> _Assignment_
Every line from the one that contains "the patient's hand." to the end of the records must be restated word for word. No other line belongs in the answer.

> _Given records_
--- --- ---
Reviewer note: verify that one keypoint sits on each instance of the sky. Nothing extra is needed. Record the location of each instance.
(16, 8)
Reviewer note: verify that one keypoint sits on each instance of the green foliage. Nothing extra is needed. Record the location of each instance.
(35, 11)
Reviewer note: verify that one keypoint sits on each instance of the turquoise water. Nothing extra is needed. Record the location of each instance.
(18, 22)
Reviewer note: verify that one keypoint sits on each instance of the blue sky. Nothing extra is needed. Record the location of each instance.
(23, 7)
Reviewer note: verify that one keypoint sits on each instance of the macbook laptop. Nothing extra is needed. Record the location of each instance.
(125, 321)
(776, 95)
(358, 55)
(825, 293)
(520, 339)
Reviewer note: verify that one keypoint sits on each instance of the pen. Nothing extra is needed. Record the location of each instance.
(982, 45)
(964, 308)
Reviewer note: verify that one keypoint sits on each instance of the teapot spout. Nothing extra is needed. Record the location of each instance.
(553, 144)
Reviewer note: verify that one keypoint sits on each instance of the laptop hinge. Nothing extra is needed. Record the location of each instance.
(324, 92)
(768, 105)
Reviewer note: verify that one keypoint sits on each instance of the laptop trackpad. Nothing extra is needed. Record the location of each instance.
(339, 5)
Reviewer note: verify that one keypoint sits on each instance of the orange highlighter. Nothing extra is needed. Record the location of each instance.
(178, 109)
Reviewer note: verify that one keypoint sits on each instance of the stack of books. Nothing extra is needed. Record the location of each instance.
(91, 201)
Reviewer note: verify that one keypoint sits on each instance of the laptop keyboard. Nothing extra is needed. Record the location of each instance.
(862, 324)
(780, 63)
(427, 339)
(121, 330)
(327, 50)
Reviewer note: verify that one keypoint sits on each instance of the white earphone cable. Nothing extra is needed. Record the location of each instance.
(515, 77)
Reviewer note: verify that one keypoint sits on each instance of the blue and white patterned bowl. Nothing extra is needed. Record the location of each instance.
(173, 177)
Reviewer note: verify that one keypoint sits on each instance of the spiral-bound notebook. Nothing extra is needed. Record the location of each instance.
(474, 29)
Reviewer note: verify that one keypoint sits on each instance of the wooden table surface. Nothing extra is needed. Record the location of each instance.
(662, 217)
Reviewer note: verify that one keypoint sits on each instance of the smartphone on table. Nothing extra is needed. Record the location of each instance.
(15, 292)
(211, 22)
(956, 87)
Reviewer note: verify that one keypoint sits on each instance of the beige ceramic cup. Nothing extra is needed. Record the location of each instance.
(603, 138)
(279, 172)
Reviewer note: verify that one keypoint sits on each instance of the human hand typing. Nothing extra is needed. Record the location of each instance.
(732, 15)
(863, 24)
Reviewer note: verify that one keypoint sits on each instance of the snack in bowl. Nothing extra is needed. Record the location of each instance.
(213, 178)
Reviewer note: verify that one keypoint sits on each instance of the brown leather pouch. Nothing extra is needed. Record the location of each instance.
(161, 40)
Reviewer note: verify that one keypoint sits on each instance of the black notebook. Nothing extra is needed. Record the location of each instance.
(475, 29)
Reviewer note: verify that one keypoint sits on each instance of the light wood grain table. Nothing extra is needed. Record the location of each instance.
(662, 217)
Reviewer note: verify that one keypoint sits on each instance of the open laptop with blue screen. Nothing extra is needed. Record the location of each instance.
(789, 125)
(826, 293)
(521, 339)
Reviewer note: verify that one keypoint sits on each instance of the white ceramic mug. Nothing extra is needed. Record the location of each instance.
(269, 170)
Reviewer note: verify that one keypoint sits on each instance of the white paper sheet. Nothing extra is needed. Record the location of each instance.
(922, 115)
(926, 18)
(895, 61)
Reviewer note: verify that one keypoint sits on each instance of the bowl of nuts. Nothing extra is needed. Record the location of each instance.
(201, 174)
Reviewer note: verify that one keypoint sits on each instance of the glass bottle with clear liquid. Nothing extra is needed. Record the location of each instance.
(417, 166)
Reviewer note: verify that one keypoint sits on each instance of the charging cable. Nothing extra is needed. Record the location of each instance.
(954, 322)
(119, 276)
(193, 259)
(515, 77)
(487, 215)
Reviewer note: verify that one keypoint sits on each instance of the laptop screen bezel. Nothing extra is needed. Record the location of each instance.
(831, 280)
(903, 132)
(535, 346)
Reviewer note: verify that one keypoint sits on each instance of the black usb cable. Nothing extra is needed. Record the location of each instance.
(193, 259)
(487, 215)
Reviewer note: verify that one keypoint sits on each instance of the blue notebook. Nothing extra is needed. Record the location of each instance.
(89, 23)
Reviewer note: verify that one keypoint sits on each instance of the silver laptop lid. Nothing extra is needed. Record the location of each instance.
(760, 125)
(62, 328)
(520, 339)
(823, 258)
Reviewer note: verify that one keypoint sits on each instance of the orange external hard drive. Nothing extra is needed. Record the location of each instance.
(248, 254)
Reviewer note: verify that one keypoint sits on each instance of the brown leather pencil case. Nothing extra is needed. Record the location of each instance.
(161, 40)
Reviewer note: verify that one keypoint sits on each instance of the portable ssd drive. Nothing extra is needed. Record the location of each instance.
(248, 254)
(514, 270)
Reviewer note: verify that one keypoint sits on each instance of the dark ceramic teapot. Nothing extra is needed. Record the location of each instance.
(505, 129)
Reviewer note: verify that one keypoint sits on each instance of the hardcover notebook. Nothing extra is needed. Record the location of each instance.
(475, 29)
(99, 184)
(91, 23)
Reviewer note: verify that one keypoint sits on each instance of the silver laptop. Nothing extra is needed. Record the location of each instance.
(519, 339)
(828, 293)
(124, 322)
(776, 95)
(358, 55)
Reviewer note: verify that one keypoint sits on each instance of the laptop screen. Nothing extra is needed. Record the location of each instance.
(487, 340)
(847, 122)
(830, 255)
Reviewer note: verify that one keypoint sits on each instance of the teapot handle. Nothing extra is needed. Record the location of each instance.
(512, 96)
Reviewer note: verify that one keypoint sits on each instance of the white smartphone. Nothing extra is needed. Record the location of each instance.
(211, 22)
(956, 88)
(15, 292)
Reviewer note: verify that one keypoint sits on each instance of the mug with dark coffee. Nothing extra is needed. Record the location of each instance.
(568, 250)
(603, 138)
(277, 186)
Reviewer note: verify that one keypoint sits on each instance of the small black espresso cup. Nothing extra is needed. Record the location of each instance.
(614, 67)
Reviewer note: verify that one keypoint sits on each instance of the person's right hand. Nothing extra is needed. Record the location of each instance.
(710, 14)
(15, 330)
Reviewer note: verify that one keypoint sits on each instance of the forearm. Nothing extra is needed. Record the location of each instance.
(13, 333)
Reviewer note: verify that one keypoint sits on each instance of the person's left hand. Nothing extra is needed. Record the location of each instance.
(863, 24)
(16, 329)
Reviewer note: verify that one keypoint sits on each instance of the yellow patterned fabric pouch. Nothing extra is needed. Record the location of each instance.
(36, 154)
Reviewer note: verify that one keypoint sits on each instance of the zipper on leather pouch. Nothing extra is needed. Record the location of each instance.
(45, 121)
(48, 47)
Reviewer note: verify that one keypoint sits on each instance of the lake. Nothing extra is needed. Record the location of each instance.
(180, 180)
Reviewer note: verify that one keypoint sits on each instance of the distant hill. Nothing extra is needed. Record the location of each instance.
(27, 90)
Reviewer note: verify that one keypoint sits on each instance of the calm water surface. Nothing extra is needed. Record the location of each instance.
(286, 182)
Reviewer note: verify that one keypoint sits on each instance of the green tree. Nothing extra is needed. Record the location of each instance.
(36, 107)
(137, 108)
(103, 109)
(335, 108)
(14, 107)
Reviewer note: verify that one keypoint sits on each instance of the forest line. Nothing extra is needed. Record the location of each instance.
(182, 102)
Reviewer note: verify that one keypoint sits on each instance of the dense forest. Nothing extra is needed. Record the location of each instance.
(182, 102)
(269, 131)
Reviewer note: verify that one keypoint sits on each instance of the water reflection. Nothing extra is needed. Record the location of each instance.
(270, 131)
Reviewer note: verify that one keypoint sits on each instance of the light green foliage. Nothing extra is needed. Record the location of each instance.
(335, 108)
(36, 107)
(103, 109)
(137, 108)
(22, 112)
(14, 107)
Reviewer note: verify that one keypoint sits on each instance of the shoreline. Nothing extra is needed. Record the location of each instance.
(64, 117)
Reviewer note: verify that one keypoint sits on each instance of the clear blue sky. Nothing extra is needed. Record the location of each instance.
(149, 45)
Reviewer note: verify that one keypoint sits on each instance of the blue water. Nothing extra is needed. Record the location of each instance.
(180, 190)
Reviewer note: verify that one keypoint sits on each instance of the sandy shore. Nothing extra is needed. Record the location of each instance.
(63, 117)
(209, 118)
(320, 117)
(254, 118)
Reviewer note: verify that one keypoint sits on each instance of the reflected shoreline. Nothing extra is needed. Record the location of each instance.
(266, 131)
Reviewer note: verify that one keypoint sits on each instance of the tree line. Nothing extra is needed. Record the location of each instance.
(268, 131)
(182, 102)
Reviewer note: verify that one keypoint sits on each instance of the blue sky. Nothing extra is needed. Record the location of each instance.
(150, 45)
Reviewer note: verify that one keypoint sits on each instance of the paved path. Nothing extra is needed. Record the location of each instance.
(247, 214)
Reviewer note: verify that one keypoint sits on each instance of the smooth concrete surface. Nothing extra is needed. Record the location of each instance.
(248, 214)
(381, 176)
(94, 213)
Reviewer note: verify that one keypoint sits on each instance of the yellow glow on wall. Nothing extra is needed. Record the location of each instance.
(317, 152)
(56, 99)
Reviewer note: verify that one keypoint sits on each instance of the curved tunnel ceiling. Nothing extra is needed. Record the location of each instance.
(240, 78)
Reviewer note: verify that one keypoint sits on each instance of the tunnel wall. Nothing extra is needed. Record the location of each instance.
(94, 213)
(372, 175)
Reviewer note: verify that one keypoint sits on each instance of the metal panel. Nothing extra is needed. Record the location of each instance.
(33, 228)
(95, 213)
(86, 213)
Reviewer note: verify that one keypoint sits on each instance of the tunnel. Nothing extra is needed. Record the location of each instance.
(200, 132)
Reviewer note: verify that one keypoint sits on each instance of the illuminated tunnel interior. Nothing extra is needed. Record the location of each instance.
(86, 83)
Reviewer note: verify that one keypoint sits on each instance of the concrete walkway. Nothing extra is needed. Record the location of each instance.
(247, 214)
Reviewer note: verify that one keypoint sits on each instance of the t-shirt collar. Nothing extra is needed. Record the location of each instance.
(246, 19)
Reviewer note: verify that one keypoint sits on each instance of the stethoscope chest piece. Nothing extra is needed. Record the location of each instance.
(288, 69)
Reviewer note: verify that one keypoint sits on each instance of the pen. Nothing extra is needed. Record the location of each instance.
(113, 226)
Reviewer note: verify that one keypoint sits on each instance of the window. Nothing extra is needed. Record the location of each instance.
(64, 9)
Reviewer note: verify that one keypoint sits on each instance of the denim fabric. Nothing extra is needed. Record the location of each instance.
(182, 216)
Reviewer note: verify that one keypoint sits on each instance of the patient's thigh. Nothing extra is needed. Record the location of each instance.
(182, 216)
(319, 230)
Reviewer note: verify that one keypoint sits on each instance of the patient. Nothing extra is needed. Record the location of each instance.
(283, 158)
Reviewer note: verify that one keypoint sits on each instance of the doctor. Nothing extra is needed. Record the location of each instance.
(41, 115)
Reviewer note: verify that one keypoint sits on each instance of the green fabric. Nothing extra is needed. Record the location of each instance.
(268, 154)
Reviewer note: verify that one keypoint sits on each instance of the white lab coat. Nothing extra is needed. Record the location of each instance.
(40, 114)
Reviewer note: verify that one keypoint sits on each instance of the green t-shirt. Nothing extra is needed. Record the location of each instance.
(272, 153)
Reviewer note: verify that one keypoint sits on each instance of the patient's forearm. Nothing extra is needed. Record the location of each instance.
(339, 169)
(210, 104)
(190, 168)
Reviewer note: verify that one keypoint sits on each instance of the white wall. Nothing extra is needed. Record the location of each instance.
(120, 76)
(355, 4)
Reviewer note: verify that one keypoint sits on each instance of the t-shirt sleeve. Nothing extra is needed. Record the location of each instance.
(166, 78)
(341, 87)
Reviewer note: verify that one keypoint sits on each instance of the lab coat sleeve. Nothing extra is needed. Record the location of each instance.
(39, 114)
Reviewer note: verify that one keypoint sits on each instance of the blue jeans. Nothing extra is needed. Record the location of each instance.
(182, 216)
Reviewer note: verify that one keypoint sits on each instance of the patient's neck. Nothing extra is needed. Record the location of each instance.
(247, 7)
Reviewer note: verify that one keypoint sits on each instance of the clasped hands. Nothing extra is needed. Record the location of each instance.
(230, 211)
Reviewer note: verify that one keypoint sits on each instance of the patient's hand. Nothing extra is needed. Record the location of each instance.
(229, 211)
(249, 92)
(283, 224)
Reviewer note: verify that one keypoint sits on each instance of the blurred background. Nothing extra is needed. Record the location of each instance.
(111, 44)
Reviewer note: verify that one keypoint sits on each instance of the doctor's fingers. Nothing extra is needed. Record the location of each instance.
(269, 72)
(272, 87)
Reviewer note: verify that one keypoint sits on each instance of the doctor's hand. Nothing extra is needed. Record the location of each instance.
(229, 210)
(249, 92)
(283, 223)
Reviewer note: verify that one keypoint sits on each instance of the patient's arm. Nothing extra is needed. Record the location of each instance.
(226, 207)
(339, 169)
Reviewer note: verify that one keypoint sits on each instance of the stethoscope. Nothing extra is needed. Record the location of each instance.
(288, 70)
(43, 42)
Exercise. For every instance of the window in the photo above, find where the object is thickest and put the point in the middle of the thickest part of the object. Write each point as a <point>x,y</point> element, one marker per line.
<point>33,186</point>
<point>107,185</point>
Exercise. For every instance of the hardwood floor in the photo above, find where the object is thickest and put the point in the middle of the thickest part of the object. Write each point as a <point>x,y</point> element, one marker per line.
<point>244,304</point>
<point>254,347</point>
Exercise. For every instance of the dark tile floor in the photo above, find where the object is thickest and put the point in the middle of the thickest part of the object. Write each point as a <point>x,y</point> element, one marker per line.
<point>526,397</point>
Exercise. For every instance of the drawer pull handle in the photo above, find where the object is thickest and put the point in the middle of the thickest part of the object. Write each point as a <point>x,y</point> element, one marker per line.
--- --- ---
> _Completed exercise_
Reviewer note: verify that one keypoint sits on each instance of the patient's hand. Nothing extra is needed. Record the location of each instance.
(229, 211)
(249, 92)
(283, 224)
Reviewer note: verify that one keypoint sits on each instance of the blurred background. Nothing extra is needed. Record the location of each instance.
(111, 44)
Reviewer note: verify that one keypoint sits on each instance of the doctor's fingers. Nothing extra is needed. Record the location of each instance.
(269, 72)
(272, 87)
Reviewer note: verify that one keypoint sits on each instance of the doctor's hand. Nothing extra is needed. Record the location of each instance.
(229, 210)
(249, 92)
(283, 223)
Reviewer note: verify that one keypoint sits on each instance of the patient's arm. Nothing extra is needed. Record the location of each instance.
(226, 207)
(339, 169)
Reviewer note: verify that one keypoint sits on each instance of the stethoscope. Nothing extra is needed. Record the location of each instance.
(288, 70)
(43, 42)
Exercise. For every instance of the window in the photo above, find where the object is thickest and put the point in the middle of the thickest part of the object. Write each point as a <point>x,y</point> element, one marker per line.
<point>33,186</point>
<point>107,185</point>
Exercise. For every instance of the hardwood floor in the photo above, find where the object is thickest and put the point in the middle of the thickest part of the object. Write each point as a <point>x,y</point> element, one marker per line.
<point>244,304</point>
<point>254,347</point>
Exercise. For every instance of the dark tile floor in the photo above, find where the object is thickest and put the point in the middle of the thickest part of the object. Write each point as a <point>x,y</point> element, one marker per line.
<point>526,397</point>
Exercise. For every instance of the drawer pull handle in the photo above, find where the object is thickest and put the point in the middle of the thickest part of the object. Write each point as a <point>x,y</point> element, one marker per line.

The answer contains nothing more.